(Excerpt provided begins)

Stick-tights hitched a ride with Birder David.

“So jazzed to see the Great Egret,” texted Deb from the trails. She said that David and his wife Julie have seen them in Putnam County. “But it was super cool to see it in the quarry actively hunting—until it saw us.”

There was a Great Blue Heron stalking the quarry wetland, not far from the egret, and one lone female Wood Duck.  They heard but didn’t see the Red-breasted Nuthatch and were pretty certain that they saw an Ovenbird but neither of them felt confident enough to add it to today’s ebird list. Today’s list also included nine warblers: Black and White, Tennessee, Nashville, Common Yellowthroat, American Redstart, Northern Parula, Magnolia, Bay-breasted and Blackburnian.  

“Our record for fall from last year is 42 and that’s what we got today,” Deb added.  

The Quarry Farm tally on ebird is now at 138 species.

As Deb waits in the leafy shadows for landing birds, she trains her hefty camera on insects. Gerald O. Coburn would be thrilled. He photographed and documented most of the dragonfly and butterfly species noted here, as well as many birds. Deb told me last week that she would have really liked my dad. I told her that I think the admiration would be mutual. Dad would have seen her car pass by his own driveway, fired up his ATV and firmly directed her to grab her camera and hop on, wasting no time to see everything that sought warmth and breakfast with the sunrise.

ACE Day 2022

The last time students from Ohio Northern University (ONU) spent part of Ada Community Engagement Day, or ACE Day, at The Quarry Farm, COVID-19 wasn’t a household word. The word ‘pandemic’ prompted grainy images of people wearing masks and schools, theaters and businesses shuttered worldwide in 1918 because of Spanish flu. 

A stunning Red-spotted Purple butterfly sipped in the nature preserve this week. (Photo by Deb Weston)

Super Dave Seitz hadn’t yet taken on invasive bush honeysuckle in the nature preserve. The first incoming ONU freshman who volunteered here as part of the ACE Day tradition lopped and hauled honeysuckle from the western bank of Cranberry Run. Then Dave began his frequent pilgrimages from Columbus and rocketed our invasive-clearing program 10 years ahead of schedule. So when the ONU ACE Day committee asked if we had any projects for participants of their 10th school year—one with a return-to-normal beginning—we jumped at the chance to host a building-painting crew.

(Excerpt provided ends)

Questions:
1. Answer from the Quarry Farm text:
(a) What is the Quarry Farm tally on ebird now?
(b) Which bird was heard but not seen?
(c) Where does Dave Seitz make his frequent pilgrimages from?
2. Output the Quarry Farm text word for word, starting at "Stick-tights hitched a" and ending at "Bay-breasted and Blackburnian.".
3. Write the next part of the Quarry Farm text, picking up after its last sentence.
The data after the Quarry Farm text are not needed.

(Data below begins)

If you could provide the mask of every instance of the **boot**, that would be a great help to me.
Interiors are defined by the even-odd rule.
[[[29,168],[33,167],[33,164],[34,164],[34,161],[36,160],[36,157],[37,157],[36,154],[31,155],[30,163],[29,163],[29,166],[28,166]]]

(Data below ends)

Answers by item:
1.
(a) 138 species
(b) The Red-breasted Nuthatch
(c) Columbus

2.
Stick-tights hitched a ride with Birder David.

“So jazzed to see the Great Egret,” texted Deb from the trails. She said that David and his wife Julie have seen them in Putnam County. “But it was super cool to see it in the quarry actively hunting—until it saw us.”

There was a Great Blue Heron stalking the quarry wetland, not far from the egret, and one lone female Wood Duck.  They heard but didn’t see the Red-breasted Nuthatch and were pretty certain that they saw an Ovenbird but neither of them felt confident enough to add it to today’s ebird list. Today’s list also included nine warblers: Black and White, Tennessee, Nashville, Common Yellowthroat, American Redstart, Northern Parula, Magnolia, Bay-breasted and Blackburnian.

3.
Two of the farm animal sanctuary outbuildings are over 100 years old. They are solidly framed structures that were donated to us as long as we moved them from their original sites. In their current function for storage and henhouse, they are subject to lots of perching, head-and-tail scratches, snout rubs, and general body flopping (often with a fresh splash from a mud wallowing.) They both needed a good coat of best paint to prolong their structural integrity and general all-around sightliness.

Ten people came and went to work. The morning was coolish and sunny so the animals were ever-present. Paint cans and brushes were lofted to keep curious bills, beaks and muzzles out. Silkie the Donkey insisted on being a third wheel—rather, a second head atop a shoulder—and had to be encouraged to move along. The Canada geese wrestled with paint can lids and drips. Bruce the Bronze Turkey kept one young man very close company by planting himself directly behind his knees. 

“He’s like a shadow or a ghost,” said one person. I explained that Bruce had claimed a new human friend and was making sure that turkeys Edgar and Bernard knew it.

In just an hour and a half, both buildings were covered except for the highest peaks and one big pig-sized full-bodied mud rub and a snout print. One person was surprised that goats weren’t “more involved”. Other than a few shirt-sleeve nibbles, the bovids were interested but unaffected by the whole procedure.

“This was the best site,” commented the ONU faculty who worked alongside the Polar Bear undergrads. “After a long week, ‘Painting with Animals’ was very therapeutic.”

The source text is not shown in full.